Document text:
----

By Riyaz ul Khaliq
ANKARA (AA) – Japan’s Tokyo Stock Exchange (TSE) resumed trading on Friday after a day’s halt due to a “technical glitch.”
“We apologize anew for the significant trouble we caused due to the system glitch,” TSE operator Japan Exchange Group Inc. said in a statement to the Kyodo News Agency.
In the worst breakdown in its trading history, the TSE was shut down on Thursday for the entire day, the first time that has happened since 1999 when it was fully shifted to a computerized system.
Shares were trading higher than normal after trading resumed but plunged following US President Donald Trump’s announcement that he and his wife tested positive for coronavirus.
Finance Minister Taro Aso said an inquiry will report on the cause of the “extremely deplorable” glitch.

----

Task list:
#1 Condense the paragraph of the report on the Tokyo Stock Exchange outage beginning "In the worst breakdown" into one shorter sentence that keeps its main facts.
#2 In the report on the Tokyo Stock Exchange outage, reproduce the stretch from "By Riyaz ul" through "Kyodo News Agency.", switching "glitch" to "failure".
#3 Continue the report on the Tokyo Stock Exchange outage from where it stops.

Listed entries:
----

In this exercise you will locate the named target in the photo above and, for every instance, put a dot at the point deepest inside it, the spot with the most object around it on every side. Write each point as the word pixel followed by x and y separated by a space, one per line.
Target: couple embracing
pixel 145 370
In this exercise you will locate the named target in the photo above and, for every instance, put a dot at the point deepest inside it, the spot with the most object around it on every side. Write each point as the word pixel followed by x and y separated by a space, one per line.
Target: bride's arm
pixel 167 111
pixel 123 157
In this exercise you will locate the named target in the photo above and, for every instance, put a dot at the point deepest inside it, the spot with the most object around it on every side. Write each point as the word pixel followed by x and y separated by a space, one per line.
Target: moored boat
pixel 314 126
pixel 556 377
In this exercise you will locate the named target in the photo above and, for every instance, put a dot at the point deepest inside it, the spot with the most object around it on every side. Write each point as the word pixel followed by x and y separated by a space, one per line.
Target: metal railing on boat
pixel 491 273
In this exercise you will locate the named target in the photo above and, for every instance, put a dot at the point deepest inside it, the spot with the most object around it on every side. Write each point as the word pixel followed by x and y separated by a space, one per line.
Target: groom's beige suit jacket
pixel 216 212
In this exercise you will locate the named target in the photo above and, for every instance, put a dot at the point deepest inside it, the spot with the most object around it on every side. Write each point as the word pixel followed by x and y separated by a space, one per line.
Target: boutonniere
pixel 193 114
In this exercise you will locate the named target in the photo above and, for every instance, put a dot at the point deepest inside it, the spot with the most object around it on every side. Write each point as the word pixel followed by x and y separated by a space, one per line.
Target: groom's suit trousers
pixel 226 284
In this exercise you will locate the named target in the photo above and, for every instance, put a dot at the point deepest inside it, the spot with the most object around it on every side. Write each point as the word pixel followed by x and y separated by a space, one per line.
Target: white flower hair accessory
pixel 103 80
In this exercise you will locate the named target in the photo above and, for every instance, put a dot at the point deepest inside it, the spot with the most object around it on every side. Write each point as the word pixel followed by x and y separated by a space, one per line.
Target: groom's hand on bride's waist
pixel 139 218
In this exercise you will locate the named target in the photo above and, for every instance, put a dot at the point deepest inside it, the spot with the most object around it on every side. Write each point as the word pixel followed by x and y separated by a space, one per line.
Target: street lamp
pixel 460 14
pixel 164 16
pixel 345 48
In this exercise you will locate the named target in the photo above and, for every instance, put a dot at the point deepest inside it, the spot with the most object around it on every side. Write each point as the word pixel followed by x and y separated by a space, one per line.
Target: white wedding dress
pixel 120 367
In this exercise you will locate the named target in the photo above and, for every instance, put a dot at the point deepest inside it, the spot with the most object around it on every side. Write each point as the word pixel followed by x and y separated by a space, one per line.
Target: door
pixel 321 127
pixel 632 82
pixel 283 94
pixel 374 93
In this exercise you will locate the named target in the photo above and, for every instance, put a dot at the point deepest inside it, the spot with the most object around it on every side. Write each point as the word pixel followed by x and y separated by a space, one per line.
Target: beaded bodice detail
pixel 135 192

----

Answers below:
#1 Thursday's all-day shutdown was the worst breakdown in the TSE's trading history and its first full-day closure since it became fully computerized in 1999.

#2
By Riyaz ul Khaliq
ANKARA (AA) – Japan’s Tokyo Stock Exchange (TSE) resumed trading on Friday after a day’s halt due to a “technical failure.”
“We apologize anew for the significant trouble we caused due to the system failure,” TSE operator Japan Exchange Group Inc. said in a statement to the Kyodo News Agency.

#3
The TSE operator had said yesterday that all trading at the world's third-largest stock exchange had halted “due to a system glitch.”
The problem was likely “caused by an equipment failure rather than a cyberattack,” the operator said, referring to a “defect in hardware in the TSE trading system and that the automatic backup system also failed.”
The shutdown affected work at the Sapporo, Nagoya and Fukuoka stock exchanges, which use the Tokyo Stock Exchange system.
Around 3,700 companies are listed on the Tokyo Stock Exchange, the world's third-largest trading exchange.